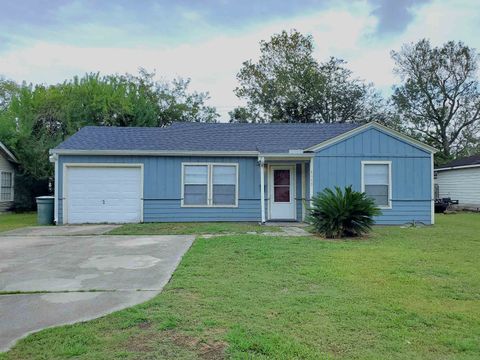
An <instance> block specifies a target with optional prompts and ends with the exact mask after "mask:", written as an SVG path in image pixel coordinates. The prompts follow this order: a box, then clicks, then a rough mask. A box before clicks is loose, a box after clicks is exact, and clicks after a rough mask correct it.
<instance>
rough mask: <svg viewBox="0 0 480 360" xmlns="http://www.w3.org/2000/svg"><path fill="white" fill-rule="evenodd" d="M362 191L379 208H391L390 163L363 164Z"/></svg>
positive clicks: (363, 163)
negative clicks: (372, 199)
mask: <svg viewBox="0 0 480 360" xmlns="http://www.w3.org/2000/svg"><path fill="white" fill-rule="evenodd" d="M362 166H363V188H362V191H363V192H365V194H367V196H368V197H370V198H372V199H373V201H375V204H376V205H377V206H378V207H380V208H390V207H391V198H390V193H391V173H390V172H391V171H390V162H377V161H375V162H374V161H371V162H368V161H366V162H363V163H362Z"/></svg>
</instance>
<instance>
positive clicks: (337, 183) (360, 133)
mask: <svg viewBox="0 0 480 360" xmlns="http://www.w3.org/2000/svg"><path fill="white" fill-rule="evenodd" d="M364 160H387V161H391V162H392V209H384V210H382V215H381V216H378V217H377V218H376V222H377V223H378V224H404V223H406V222H411V221H420V222H423V223H426V224H430V223H431V221H432V219H431V200H432V195H431V189H432V173H431V171H432V169H431V158H430V153H429V152H426V151H424V150H422V149H420V148H418V147H416V146H413V145H410V144H409V143H406V142H404V141H402V140H401V139H398V138H396V137H393V136H391V135H389V134H386V133H384V132H382V131H379V130H376V129H369V130H366V131H364V132H362V133H360V134H357V135H355V136H352V137H350V138H348V139H345V140H343V141H341V142H339V143H336V144H333V145H331V146H329V147H327V148H325V149H322V150H320V151H318V152H317V153H316V154H315V160H314V167H313V170H314V192H315V193H316V192H319V191H322V190H323V189H324V188H327V187H329V188H332V187H334V186H340V187H344V186H348V185H352V186H353V188H354V189H355V190H357V191H361V162H362V161H364Z"/></svg>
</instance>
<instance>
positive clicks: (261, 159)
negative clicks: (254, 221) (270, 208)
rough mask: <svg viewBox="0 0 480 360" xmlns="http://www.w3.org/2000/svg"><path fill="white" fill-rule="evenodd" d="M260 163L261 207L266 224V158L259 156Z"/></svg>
mask: <svg viewBox="0 0 480 360" xmlns="http://www.w3.org/2000/svg"><path fill="white" fill-rule="evenodd" d="M258 164H259V165H260V209H261V213H262V224H265V158H264V157H263V156H262V157H260V156H259V157H258Z"/></svg>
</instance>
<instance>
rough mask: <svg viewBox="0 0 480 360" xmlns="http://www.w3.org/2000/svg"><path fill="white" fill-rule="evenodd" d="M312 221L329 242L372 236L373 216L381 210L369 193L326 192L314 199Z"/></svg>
mask: <svg viewBox="0 0 480 360" xmlns="http://www.w3.org/2000/svg"><path fill="white" fill-rule="evenodd" d="M312 200H313V201H312V202H313V203H312V207H311V208H310V209H309V217H308V221H309V222H310V223H311V224H312V225H313V227H314V228H315V230H316V231H317V232H318V233H320V234H322V235H324V236H325V237H327V238H341V237H345V236H360V235H362V234H365V233H368V232H369V231H370V230H371V227H372V225H373V223H374V221H373V216H376V215H380V214H381V212H380V209H378V208H377V207H376V206H375V203H374V201H373V200H372V199H370V198H369V197H367V196H366V195H365V193H361V192H358V191H354V190H352V187H351V186H348V187H346V188H345V190H343V191H342V189H340V188H339V187H335V191H333V190H331V189H325V190H323V191H322V192H321V193H318V194H317V195H316V196H314V197H313V199H312Z"/></svg>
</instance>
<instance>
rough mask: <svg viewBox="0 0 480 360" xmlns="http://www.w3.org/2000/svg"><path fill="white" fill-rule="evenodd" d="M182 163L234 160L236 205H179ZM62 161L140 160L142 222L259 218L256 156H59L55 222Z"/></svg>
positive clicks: (77, 162)
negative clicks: (191, 205) (57, 196)
mask: <svg viewBox="0 0 480 360" xmlns="http://www.w3.org/2000/svg"><path fill="white" fill-rule="evenodd" d="M182 162H223V163H238V171H239V174H238V176H239V183H238V191H239V194H238V207H236V208H220V207H219V208H212V207H210V208H182V207H181V176H182V174H181V172H182V167H181V164H182ZM65 163H141V164H143V166H144V193H143V196H144V219H143V220H144V222H160V221H164V222H169V221H260V220H261V213H260V171H259V166H258V164H257V159H256V158H248V157H173V156H172V157H159V156H65V155H62V156H60V157H59V169H60V174H59V177H58V181H59V187H58V191H59V194H58V197H59V199H60V200H59V203H58V209H59V223H60V224H61V223H63V201H62V200H61V199H62V198H63V196H64V195H63V188H62V183H63V165H64V164H65Z"/></svg>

==========

- _Directions_
Please print each of the records word for word, keeping the pictures out.

- _Output for this exercise_
An <instance> block specifies a target with optional prompts and ends with the exact mask after "mask:", written as an SVG path in image pixel coordinates. The prompts follow this order: a box, then clicks, then a rough mask. A box before clicks is loose, a box after clicks is exact, and clicks after a rough mask correct it.
<instance>
rough mask: <svg viewBox="0 0 480 360" xmlns="http://www.w3.org/2000/svg"><path fill="white" fill-rule="evenodd" d="M362 191L379 208H391L390 163L363 164Z"/></svg>
positive clicks: (363, 163)
negative clicks: (372, 199)
mask: <svg viewBox="0 0 480 360" xmlns="http://www.w3.org/2000/svg"><path fill="white" fill-rule="evenodd" d="M362 166H363V188H362V191H363V192H365V194H367V196H368V197H370V198H372V199H373V201H375V204H376V205H377V206H378V207H380V208H390V207H391V198H390V193H391V173H390V172H391V171H390V162H377V161H375V162H374V161H371V162H368V161H366V162H363V163H362Z"/></svg>
</instance>
<instance>
positive clicks: (337, 183) (360, 133)
mask: <svg viewBox="0 0 480 360" xmlns="http://www.w3.org/2000/svg"><path fill="white" fill-rule="evenodd" d="M364 160H387V161H391V162H392V209H384V210H382V215H381V216H378V217H377V218H376V222H377V223H378V224H404V223H406V222H411V221H420V222H423V223H426V224H430V223H431V221H432V219H431V200H432V195H431V189H432V173H431V171H432V169H431V158H430V153H429V152H426V151H424V150H422V149H420V148H418V147H416V146H413V145H410V144H409V143H406V142H404V141H402V140H401V139H398V138H396V137H393V136H391V135H389V134H386V133H384V132H382V131H379V130H376V129H369V130H366V131H364V132H362V133H360V134H357V135H355V136H352V137H350V138H348V139H345V140H343V141H341V142H339V143H336V144H333V145H331V146H329V147H327V148H325V149H322V150H320V151H318V152H317V153H316V154H315V160H314V167H313V170H314V192H315V193H316V192H319V191H322V190H323V189H324V188H327V187H329V188H332V187H334V186H340V187H344V186H348V185H352V186H353V188H354V189H355V190H357V191H361V162H362V161H364Z"/></svg>
</instance>
<instance>
positive clicks: (261, 159)
negative clicks: (254, 221) (270, 208)
rough mask: <svg viewBox="0 0 480 360" xmlns="http://www.w3.org/2000/svg"><path fill="white" fill-rule="evenodd" d="M260 163L261 207L266 224V158L259 156Z"/></svg>
mask: <svg viewBox="0 0 480 360" xmlns="http://www.w3.org/2000/svg"><path fill="white" fill-rule="evenodd" d="M258 164H259V165H260V209H261V213H262V224H265V158H264V157H263V156H262V157H260V156H259V157H258Z"/></svg>
</instance>
<instance>
rough mask: <svg viewBox="0 0 480 360" xmlns="http://www.w3.org/2000/svg"><path fill="white" fill-rule="evenodd" d="M312 221L329 242L372 236L373 216L381 210L369 193L326 192L314 199Z"/></svg>
mask: <svg viewBox="0 0 480 360" xmlns="http://www.w3.org/2000/svg"><path fill="white" fill-rule="evenodd" d="M312 200H313V201H312V202H313V203H312V207H311V208H310V209H309V217H308V221H309V222H310V223H311V224H312V225H313V227H314V228H315V230H316V231H317V232H318V233H320V234H322V235H324V236H325V237H327V238H341V237H345V236H360V235H362V234H365V233H368V232H369V231H370V230H371V227H372V225H373V223H374V221H373V216H376V215H380V214H381V212H380V209H378V208H377V207H376V206H375V203H374V201H373V200H372V199H370V198H369V197H367V196H366V195H365V193H361V192H358V191H354V190H352V187H351V186H348V187H346V188H345V190H343V191H342V189H340V188H339V187H335V191H333V190H331V189H325V190H323V191H322V192H321V193H318V194H317V195H316V196H314V197H313V199H312Z"/></svg>
</instance>
<instance>
rough mask: <svg viewBox="0 0 480 360" xmlns="http://www.w3.org/2000/svg"><path fill="white" fill-rule="evenodd" d="M182 163L234 160L236 205H179ZM62 161L140 160L142 222L259 218L256 156H59L55 222Z"/></svg>
positive clicks: (77, 162)
negative clicks: (191, 205) (57, 196)
mask: <svg viewBox="0 0 480 360" xmlns="http://www.w3.org/2000/svg"><path fill="white" fill-rule="evenodd" d="M182 162H223V163H238V171H239V174H238V176H239V183H238V191H239V194H238V207H236V208H220V207H219V208H212V207H210V208H182V207H181V176H182V174H181V172H182V167H181V164H182ZM65 163H141V164H143V166H144V193H143V196H144V219H143V220H144V222H160V221H164V222H169V221H260V220H261V213H260V171H259V166H258V164H257V159H256V158H248V157H173V156H172V157H159V156H65V155H62V156H60V157H59V169H60V174H59V177H58V181H59V187H58V191H59V194H58V197H59V199H60V200H59V203H58V209H59V223H60V224H61V223H63V201H62V200H61V199H62V198H63V196H64V195H63V188H62V183H63V165H64V164H65Z"/></svg>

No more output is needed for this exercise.